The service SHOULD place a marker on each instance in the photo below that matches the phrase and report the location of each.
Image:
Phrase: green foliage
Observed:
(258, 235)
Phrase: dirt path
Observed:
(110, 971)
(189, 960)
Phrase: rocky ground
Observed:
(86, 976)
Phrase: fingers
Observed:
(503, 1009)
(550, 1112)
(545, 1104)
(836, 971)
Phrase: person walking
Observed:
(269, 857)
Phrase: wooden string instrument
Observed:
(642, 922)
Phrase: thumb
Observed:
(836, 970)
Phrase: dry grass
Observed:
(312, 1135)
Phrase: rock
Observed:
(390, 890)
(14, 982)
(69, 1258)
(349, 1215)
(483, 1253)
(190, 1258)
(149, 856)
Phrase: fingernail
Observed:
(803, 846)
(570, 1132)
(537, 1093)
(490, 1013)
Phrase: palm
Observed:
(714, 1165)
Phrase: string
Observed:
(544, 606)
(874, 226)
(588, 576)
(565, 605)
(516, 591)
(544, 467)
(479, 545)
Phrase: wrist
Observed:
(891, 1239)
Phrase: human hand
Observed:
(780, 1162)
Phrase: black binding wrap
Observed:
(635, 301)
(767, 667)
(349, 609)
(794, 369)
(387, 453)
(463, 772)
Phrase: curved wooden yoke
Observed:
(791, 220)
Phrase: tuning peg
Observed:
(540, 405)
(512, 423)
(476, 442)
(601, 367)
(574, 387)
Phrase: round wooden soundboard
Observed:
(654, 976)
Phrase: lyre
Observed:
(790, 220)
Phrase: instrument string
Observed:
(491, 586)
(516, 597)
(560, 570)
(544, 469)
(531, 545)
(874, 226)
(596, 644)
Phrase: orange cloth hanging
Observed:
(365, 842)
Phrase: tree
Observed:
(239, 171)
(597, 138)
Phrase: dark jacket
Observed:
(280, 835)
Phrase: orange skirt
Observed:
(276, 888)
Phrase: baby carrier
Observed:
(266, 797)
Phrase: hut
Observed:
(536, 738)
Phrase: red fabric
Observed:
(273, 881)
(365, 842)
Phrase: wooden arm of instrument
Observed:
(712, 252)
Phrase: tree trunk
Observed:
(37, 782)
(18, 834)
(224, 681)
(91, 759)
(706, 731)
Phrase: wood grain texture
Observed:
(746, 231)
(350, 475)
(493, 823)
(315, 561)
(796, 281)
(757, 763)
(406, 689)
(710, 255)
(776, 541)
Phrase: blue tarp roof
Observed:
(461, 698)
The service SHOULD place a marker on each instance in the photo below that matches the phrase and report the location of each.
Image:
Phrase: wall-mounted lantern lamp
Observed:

■ ■ ■ ■

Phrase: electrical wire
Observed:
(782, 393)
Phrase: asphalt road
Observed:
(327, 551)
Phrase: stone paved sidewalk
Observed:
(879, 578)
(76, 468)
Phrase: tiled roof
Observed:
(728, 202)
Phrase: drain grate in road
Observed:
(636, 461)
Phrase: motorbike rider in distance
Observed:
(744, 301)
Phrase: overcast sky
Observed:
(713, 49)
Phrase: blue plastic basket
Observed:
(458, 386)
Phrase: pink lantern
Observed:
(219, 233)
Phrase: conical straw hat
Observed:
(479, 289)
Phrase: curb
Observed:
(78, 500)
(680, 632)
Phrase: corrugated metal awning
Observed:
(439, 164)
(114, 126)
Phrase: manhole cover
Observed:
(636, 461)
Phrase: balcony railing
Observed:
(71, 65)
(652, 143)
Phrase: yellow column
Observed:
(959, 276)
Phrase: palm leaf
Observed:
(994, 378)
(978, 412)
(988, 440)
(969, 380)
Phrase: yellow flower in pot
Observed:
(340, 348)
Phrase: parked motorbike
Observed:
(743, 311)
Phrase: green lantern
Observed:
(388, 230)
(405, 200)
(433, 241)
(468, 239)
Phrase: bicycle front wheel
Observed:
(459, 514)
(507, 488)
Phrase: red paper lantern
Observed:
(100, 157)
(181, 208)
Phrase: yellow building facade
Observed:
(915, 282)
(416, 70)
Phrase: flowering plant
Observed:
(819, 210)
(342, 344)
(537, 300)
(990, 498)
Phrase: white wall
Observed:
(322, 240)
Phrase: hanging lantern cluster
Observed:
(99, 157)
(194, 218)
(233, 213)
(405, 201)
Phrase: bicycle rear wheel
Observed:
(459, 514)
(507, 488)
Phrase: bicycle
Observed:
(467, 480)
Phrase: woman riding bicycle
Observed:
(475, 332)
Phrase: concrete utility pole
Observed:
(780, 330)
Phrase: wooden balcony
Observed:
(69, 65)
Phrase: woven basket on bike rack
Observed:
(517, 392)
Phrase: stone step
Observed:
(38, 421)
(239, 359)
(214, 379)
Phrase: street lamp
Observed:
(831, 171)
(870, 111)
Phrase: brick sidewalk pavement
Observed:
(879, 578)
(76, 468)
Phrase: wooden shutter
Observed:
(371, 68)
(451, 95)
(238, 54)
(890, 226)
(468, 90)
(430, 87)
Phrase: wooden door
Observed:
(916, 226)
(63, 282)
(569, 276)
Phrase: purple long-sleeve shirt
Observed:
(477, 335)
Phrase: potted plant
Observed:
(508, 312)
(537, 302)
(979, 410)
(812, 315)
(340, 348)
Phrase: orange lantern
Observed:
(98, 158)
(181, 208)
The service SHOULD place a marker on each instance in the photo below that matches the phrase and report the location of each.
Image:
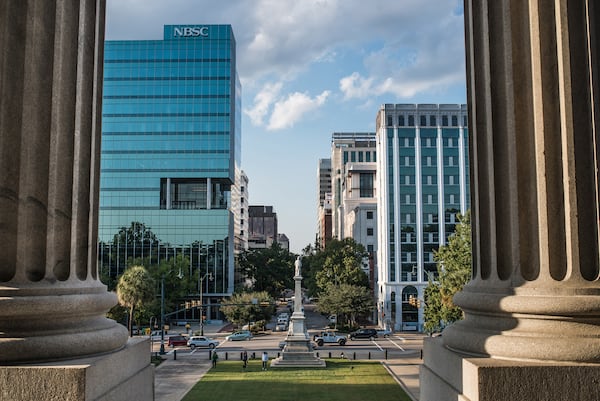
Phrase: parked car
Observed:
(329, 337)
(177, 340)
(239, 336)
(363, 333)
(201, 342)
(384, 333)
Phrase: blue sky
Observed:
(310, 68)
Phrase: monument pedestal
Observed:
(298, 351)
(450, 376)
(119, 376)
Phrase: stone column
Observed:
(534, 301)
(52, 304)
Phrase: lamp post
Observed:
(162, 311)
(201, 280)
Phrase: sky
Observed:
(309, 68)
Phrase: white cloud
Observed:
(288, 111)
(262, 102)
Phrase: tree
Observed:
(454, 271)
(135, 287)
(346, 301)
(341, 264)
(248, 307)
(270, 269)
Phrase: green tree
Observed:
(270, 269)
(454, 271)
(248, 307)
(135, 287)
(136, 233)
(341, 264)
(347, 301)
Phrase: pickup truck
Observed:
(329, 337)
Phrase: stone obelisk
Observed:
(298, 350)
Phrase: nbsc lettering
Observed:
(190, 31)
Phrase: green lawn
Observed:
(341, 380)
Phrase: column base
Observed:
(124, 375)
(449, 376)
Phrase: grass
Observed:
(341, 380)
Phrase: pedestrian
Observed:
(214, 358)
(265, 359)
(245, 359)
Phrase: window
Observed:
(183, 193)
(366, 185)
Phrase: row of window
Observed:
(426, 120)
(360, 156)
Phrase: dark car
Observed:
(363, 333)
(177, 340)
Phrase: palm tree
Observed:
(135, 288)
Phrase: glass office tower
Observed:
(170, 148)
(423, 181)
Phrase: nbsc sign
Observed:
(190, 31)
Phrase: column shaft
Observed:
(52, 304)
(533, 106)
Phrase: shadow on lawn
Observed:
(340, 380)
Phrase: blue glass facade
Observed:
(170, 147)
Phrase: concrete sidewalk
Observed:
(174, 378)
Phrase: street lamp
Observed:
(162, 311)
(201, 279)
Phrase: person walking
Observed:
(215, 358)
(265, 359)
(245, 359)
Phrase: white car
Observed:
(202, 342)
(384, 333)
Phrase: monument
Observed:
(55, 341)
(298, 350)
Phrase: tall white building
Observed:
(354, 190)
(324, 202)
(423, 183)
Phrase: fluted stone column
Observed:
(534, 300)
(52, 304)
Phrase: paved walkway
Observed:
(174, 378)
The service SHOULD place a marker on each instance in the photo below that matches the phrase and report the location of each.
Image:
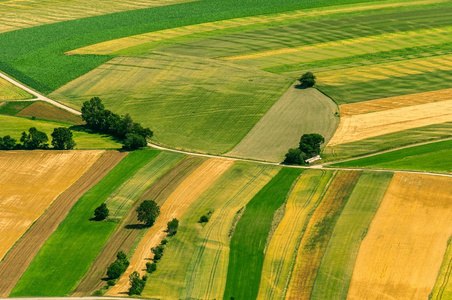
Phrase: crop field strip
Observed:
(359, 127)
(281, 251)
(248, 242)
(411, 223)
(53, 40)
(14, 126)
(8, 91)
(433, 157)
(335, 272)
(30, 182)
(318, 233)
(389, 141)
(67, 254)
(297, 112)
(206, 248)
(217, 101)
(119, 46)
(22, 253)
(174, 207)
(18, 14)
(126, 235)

■ ■ ■ ■

* Problem to work on *
Please pick out each line in the listing that contains the word "motorbike" and copy those lines.

* In response *
Phrase: motorbike rider in distance
Phrase: parked motorbike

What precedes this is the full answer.